依頼内容 1:
次の研究概要のうち、「丸岡 正知  宇都宮大学, 工学(系)研」から始まり「GCL)についても検討した.」で終わる部分を一字も変えずに書き写してください。

本文:
>>>

クリンカー骨材コンクリートの自己治癒性に関する研究

研究課題

研究課題/領域番号 26420435
研究機関宇都宮大学

研究代表者

丸岡 正知  宇都宮大学, 工学(系)研究科(研究院), 准教授 (50323316)

研究分担者 藤原 浩己  宇都宮大学, 工学(系)研究科(研究院), 教授 (30323314)
研究期間 (年度) 2014-04-01 – 2019-03-31
キーワードクリンカー細骨材 / 自己治癒 / モルタル / コンクリート / 中性化 / 圧縮強度 / 静弾性係数 / 乾燥収縮
研究実績の概要

セメントクリンカーを破砕し,コンクリート用細骨材の粒度に合わせた状態で,モルタルおよびコンクリートを製造し,物理性状を中心とした基本物性について検討した.本年度は,普通セメント用クリンカーに加え,クリンカーの原料として従来の約2倍に相当する産業廃棄物を使用したビーライト・ゲーレナイト系クリンカー(GCL)についても検討した.
モルタルのフレッシュ性状では,普通細骨材に対するGCL細骨材を25%置換すると流動性は向上するが,100%置換では流動性を失った.50および75%置換では高性能AE減水剤添加量を増加しても無置換よりわずかに流動性が低下した.
硬化特性では,GCL置換率の増加に伴い圧縮強度は増加した.これは置換したGCL細骨材が堅固であること,反応性を有する骨材の表面で遷移帯の改善があったこと,反応性微粉の増加により実質の水セメント比が小さくなったことが原因と考えられる.

<<<

依頼内容 2:
下の一覧から、「woman」という語を含む行をすべて選び出してください。

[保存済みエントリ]
>>>

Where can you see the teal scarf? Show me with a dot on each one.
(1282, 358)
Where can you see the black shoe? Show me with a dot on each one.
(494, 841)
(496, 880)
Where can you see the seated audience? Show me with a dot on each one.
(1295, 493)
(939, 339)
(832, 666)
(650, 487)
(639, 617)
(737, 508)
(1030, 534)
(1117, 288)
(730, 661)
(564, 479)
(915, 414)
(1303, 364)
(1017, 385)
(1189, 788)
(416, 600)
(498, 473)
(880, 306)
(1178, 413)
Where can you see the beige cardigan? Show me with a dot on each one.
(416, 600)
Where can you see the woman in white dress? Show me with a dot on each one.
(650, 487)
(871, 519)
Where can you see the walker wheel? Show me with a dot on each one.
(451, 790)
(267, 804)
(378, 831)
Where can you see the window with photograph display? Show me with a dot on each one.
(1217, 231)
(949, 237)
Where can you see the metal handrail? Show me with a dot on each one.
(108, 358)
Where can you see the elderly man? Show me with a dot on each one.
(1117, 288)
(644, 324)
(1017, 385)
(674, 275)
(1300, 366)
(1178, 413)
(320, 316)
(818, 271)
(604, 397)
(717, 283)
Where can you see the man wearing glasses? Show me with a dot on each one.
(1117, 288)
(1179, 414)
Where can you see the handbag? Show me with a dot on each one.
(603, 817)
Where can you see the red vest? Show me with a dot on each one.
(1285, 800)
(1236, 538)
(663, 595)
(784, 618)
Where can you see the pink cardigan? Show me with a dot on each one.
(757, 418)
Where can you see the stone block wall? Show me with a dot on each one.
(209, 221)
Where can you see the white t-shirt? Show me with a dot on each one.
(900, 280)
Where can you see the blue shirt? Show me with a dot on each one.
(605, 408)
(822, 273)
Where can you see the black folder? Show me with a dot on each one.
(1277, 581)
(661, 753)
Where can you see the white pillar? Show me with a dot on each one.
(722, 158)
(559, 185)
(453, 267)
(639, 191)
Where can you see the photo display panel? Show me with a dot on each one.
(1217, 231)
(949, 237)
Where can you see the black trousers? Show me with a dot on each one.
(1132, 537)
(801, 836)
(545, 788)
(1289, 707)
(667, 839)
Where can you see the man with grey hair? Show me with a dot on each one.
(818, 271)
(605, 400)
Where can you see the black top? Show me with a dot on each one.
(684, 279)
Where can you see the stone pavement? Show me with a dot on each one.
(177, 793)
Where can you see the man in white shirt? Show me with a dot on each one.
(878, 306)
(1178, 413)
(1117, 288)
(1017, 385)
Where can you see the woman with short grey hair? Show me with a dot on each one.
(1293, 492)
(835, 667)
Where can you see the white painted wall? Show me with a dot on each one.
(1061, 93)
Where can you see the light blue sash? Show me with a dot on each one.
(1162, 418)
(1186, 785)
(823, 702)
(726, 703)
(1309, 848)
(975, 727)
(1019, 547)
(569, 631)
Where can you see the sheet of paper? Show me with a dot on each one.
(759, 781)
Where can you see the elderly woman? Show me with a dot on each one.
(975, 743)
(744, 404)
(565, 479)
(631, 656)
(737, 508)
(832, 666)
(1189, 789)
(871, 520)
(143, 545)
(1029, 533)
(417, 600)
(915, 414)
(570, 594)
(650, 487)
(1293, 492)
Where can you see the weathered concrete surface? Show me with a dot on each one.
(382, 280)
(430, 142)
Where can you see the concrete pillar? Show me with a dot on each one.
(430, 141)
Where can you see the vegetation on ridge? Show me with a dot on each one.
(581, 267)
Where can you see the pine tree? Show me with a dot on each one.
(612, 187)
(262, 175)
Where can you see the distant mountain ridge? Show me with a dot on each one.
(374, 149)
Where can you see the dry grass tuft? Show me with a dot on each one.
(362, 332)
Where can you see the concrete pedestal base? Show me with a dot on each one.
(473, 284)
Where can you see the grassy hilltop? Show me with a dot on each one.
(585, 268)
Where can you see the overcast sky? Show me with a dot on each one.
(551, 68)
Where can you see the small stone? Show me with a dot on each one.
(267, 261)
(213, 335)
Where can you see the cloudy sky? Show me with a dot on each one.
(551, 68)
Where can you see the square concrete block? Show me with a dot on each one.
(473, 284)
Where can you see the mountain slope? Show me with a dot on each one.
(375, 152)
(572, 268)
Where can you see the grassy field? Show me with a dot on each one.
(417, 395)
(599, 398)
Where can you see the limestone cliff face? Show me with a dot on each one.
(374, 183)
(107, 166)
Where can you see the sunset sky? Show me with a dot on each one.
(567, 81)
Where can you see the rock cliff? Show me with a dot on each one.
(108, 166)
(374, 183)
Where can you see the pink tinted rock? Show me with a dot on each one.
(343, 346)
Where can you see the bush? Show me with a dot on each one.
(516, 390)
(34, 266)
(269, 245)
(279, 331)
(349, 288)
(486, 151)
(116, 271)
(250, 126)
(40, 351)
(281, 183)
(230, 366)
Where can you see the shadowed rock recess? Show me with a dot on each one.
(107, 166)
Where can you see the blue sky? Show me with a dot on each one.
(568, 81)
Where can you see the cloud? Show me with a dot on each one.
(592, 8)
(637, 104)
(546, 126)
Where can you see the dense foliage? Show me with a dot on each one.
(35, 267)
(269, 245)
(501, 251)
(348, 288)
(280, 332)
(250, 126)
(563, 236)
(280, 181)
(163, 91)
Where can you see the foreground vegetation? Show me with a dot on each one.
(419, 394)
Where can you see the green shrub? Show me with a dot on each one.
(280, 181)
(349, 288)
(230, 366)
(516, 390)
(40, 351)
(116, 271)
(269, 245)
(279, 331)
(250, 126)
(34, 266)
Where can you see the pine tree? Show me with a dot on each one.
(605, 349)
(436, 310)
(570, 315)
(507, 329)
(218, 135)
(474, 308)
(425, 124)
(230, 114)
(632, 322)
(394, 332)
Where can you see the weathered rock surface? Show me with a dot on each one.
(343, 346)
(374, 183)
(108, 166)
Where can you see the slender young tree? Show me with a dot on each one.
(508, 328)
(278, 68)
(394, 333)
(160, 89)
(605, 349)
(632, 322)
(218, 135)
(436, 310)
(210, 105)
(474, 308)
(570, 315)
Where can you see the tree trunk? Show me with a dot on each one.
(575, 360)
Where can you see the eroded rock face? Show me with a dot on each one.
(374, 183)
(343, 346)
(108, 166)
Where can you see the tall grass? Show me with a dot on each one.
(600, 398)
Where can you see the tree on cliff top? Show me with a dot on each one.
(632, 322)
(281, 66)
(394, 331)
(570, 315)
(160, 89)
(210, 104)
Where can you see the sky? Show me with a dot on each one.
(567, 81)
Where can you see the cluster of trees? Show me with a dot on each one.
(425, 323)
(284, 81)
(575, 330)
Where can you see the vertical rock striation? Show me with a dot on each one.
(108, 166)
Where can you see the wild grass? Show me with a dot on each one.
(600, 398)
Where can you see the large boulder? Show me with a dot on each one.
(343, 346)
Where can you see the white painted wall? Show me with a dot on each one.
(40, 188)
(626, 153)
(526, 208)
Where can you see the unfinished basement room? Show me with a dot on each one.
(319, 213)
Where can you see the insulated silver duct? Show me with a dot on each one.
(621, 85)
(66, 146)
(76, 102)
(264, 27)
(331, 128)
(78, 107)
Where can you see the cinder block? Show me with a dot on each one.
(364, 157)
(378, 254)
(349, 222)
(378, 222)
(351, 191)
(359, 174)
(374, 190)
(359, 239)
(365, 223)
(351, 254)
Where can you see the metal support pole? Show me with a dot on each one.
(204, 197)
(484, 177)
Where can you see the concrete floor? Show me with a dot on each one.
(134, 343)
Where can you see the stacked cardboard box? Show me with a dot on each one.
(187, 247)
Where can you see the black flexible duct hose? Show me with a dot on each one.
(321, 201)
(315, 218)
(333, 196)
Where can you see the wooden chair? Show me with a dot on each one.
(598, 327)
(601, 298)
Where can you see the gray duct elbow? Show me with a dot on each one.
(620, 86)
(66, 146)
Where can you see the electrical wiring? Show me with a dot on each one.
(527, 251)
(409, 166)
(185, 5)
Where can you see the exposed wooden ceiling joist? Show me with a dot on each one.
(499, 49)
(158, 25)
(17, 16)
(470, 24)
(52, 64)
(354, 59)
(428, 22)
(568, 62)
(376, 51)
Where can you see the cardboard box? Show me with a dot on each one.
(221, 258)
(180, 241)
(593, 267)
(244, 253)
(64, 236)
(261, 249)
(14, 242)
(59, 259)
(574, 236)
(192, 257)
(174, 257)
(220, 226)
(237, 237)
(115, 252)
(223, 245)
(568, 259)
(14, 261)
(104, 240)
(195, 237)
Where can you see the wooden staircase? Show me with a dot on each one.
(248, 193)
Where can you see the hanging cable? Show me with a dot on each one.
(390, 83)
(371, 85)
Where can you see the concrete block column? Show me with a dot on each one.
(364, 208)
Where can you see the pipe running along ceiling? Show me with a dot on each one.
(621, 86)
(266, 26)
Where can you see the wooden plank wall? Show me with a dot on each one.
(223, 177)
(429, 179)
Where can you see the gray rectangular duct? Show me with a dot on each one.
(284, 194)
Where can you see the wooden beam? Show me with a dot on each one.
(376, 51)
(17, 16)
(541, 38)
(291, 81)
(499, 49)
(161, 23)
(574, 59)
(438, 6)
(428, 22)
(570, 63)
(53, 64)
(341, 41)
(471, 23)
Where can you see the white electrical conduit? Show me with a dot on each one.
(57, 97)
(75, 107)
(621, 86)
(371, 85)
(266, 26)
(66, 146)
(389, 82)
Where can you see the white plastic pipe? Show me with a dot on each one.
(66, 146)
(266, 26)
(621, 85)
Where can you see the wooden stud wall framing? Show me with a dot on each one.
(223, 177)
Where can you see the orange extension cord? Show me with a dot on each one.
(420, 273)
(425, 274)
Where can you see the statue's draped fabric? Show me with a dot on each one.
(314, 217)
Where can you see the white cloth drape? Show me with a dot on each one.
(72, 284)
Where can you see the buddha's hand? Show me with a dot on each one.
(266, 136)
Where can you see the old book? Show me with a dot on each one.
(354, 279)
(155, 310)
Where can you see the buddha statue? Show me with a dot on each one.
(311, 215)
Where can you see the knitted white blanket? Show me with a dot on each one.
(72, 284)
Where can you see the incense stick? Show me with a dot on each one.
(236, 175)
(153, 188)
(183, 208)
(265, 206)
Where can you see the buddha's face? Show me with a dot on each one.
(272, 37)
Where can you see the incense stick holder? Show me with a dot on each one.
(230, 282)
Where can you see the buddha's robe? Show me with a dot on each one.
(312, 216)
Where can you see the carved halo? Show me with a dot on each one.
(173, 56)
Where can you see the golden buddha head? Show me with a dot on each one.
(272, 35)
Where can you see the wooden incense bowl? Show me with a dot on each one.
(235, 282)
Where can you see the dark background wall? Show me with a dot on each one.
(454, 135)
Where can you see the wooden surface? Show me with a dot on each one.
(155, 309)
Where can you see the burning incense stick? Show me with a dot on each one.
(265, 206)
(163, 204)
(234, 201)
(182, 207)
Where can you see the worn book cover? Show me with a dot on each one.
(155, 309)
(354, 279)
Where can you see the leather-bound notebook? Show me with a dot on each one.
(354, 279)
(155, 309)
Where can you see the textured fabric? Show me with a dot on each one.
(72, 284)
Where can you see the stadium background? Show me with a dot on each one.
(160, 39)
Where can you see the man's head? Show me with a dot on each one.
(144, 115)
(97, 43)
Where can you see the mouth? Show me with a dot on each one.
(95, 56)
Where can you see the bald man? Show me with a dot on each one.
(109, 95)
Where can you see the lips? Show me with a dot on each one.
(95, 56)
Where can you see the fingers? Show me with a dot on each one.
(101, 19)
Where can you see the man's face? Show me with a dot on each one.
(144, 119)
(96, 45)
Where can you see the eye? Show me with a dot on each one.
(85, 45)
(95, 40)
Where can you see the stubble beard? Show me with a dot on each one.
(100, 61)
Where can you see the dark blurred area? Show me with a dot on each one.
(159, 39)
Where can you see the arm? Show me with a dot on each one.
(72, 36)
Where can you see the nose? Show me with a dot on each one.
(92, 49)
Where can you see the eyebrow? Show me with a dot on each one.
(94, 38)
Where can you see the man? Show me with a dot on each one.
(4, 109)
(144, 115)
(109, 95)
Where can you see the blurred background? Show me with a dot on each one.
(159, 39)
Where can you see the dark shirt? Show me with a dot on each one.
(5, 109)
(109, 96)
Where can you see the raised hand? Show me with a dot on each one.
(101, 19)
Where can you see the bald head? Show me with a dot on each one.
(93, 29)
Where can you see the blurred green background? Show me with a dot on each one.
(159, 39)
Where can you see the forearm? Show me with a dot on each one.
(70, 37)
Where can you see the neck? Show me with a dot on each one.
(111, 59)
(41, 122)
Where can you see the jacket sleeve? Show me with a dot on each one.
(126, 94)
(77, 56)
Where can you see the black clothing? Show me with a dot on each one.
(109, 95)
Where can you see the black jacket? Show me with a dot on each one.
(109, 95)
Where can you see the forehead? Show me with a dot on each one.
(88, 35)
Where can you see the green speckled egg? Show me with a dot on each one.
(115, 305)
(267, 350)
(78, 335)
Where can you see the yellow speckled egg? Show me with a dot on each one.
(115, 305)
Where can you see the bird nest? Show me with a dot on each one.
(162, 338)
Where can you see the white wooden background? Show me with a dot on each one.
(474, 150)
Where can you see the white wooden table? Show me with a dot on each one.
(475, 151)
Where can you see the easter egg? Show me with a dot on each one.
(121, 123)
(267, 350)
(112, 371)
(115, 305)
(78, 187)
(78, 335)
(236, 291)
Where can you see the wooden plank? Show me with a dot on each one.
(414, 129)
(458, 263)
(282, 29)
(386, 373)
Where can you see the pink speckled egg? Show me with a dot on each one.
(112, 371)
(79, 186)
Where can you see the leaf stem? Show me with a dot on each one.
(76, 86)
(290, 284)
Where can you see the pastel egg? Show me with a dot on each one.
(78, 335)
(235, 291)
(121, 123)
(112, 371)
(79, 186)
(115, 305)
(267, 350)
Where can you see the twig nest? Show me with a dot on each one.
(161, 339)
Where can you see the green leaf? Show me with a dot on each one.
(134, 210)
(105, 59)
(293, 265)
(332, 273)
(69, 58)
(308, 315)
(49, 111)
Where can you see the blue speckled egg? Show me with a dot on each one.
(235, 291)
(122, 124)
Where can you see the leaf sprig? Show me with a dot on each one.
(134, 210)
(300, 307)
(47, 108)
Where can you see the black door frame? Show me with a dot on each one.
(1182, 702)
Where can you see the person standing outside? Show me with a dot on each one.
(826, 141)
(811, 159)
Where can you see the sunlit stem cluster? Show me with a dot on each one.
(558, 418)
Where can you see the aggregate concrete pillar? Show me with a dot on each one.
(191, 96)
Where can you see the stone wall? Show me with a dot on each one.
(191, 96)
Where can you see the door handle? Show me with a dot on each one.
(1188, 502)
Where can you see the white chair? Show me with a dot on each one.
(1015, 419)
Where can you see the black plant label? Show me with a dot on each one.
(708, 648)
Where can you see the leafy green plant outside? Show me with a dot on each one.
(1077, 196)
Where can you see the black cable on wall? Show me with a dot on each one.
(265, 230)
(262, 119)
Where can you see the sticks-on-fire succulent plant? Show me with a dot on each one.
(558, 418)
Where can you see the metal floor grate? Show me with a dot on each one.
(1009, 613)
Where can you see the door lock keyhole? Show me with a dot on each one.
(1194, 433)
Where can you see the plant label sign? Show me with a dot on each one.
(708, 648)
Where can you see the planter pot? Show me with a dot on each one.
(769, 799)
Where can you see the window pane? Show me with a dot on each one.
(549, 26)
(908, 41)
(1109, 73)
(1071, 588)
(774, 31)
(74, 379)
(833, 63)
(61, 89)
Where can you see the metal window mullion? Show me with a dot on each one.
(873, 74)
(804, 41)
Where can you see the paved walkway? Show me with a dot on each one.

<<<

最終結果 1:
丸岡 正知  宇都宮大学, 工学(系)研究科(研究院), 准教授 (50323316)

研究分担者 藤原 浩己  宇都宮大学, 工学(系)研究科(研究院), 教授 (30323314)
研究期間 (年度) 2014-04-01 – 2019-03-31
キーワードクリンカー細骨材 / 自己治癒 / モルタル / コンクリート / 中性化 / 圧縮強度 / 静弾性係数 / 乾燥収縮
研究実績の概要

セメントクリンカーを破砕し,コンクリート用細骨材の粒度に合わせた状態で,モルタルおよびコンクリートを製造し,物理性状を中心とした基本物性について検討した.本年度は,普通セメント用クリンカーに加え,クリンカーの原料として従来の約2倍に相当する産業廃棄物を使用したビーライト・ゲーレナイト系クリンカー(GCL)についても検討した.

最終結果 2:
Where can you see the woman in white dress? Show me with a dot on each one.
Where can you see the woman with short grey hair? Show me with a dot on each one.
Where can you see the elderly woman? Show me with a dot on each one.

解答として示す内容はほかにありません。